[Source extract]

Problem Description

You are given an integer array nums and an integer k. You need to modify the array by performing the following operation exactly k times:

• Choose any index i in the array and replace nums[i] with -nums[i] (negate the element).

You can choose the same index multiple times across the k operations. Your goal is to find the largest possible sum of the array after performing exactly k negations.

For example, if you have nums = [4, 2, 3] and k = 1, you could negate the element at index 1 to get [4, -2, 3] with sum 5, or negate the element at index 0 to get [-4, 2, 3] with sum 1, or negate the element at index 2 to get [4, 2, -3] with sum 3. The maximum sum would be 5.

The key insight is that you want to maximize the final sum, so you should strategically choose which elements to negate. If there are negative numbers, it's beneficial to turn them positive. If you must perform more negations than there are negative numbers, you might need to repeatedly negate the same element (which effectively toggles its sign).

Intuition

To maximize the sum, we want as many positive numbers as possible with the largest absolute values. Let's think about the optimal strategy:

1. Prioritize negating negative numbers: If we have negative numbers, we should negate them first to turn them positive, which increases our sum. Among negative numbers, we should start with the smallest (most negative) ones since negating -5 gives us +5, which adds more to our sum than negating -2 to get +2.

2. What if k is larger than the number of negative elements?: After converting all negative numbers to positive, we still have operations left. Here, we face a choice - we need to keep negating something. The smart move is to repeatedly negate the smallest absolute value in the array. If we negate it an even number of times, it returns to its original sign. If odd, it changes sign.

3. The parity of remaining operations matters: After handling all negative numbers, if we have an even number of operations left, we can just toggle the same number back and forth, leaving everything positive. But if we have an odd number left, we're forced to have one negative number in our final array - so we choose the smallest absolute value to minimize the loss.

4. Using counting to optimize: Since the problem constrains values to [-100, 100], we can use a counting approach. We count occurrences of each value, then process them in order from most negative to least negative. For each negative value x, we can negate up to min(count[x], k) occurrences, effectively moving them from count of x to count of -x.

5. Handling the final odd operation: If after processing all negatives we still have an odd number of operations left (checked by k & 1), and there's no zero in the array to absorb the negation, we must negate the smallest positive number once.

[/Source extract]

According to the array negation problem, to what range are the values constrained?

[Extracted records]

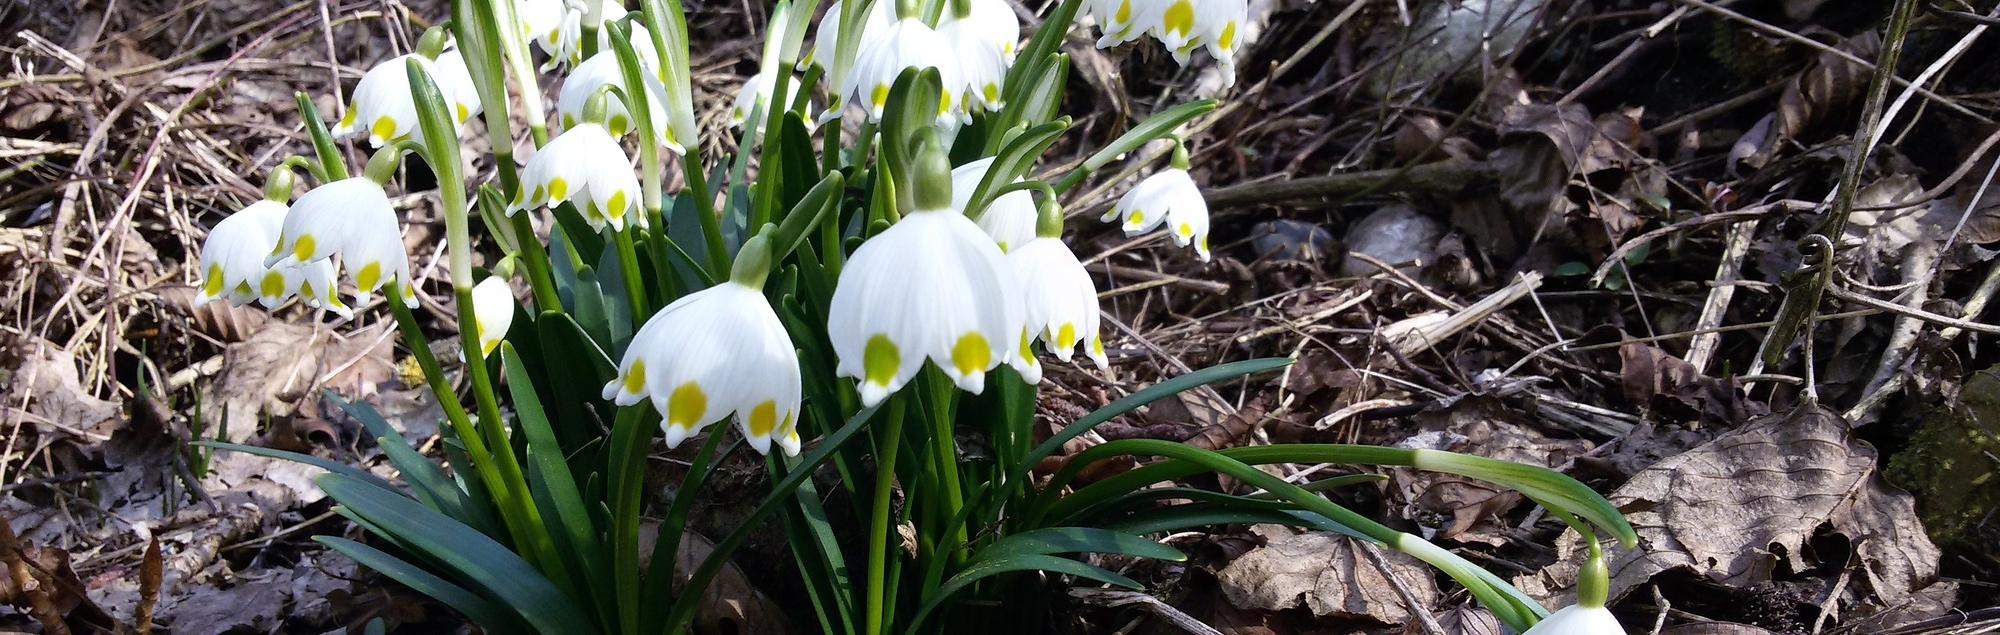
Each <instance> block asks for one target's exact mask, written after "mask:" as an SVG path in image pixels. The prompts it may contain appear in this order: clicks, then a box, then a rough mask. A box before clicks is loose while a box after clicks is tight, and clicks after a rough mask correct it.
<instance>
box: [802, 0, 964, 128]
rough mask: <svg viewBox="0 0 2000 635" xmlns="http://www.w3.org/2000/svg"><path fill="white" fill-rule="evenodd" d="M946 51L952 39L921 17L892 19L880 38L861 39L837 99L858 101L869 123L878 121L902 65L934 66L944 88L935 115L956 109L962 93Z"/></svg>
mask: <svg viewBox="0 0 2000 635" xmlns="http://www.w3.org/2000/svg"><path fill="white" fill-rule="evenodd" d="M876 2H886V0H876ZM950 50H954V48H952V42H950V40H946V38H944V36H940V34H938V32H936V30H932V28H930V26H926V24H924V20H916V18H902V20H896V24H890V26H888V28H886V30H884V32H882V36H880V38H868V40H864V42H862V50H860V56H856V58H854V70H850V72H848V76H846V80H844V82H842V86H840V98H842V100H854V104H860V106H862V110H866V112H868V120H870V122H878V120H882V108H884V106H888V92H890V86H894V84H896V76H900V74H902V70H904V68H936V70H938V80H942V82H940V86H944V88H946V90H944V94H942V96H940V98H938V118H944V116H948V114H952V110H954V108H960V106H958V104H960V100H958V98H960V94H962V92H960V90H954V88H952V86H964V76H960V64H958V58H954V56H950V54H946V52H950ZM828 112H832V110H828Z"/></svg>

[/Extracted records]

* _Answer_:
[-100, 100]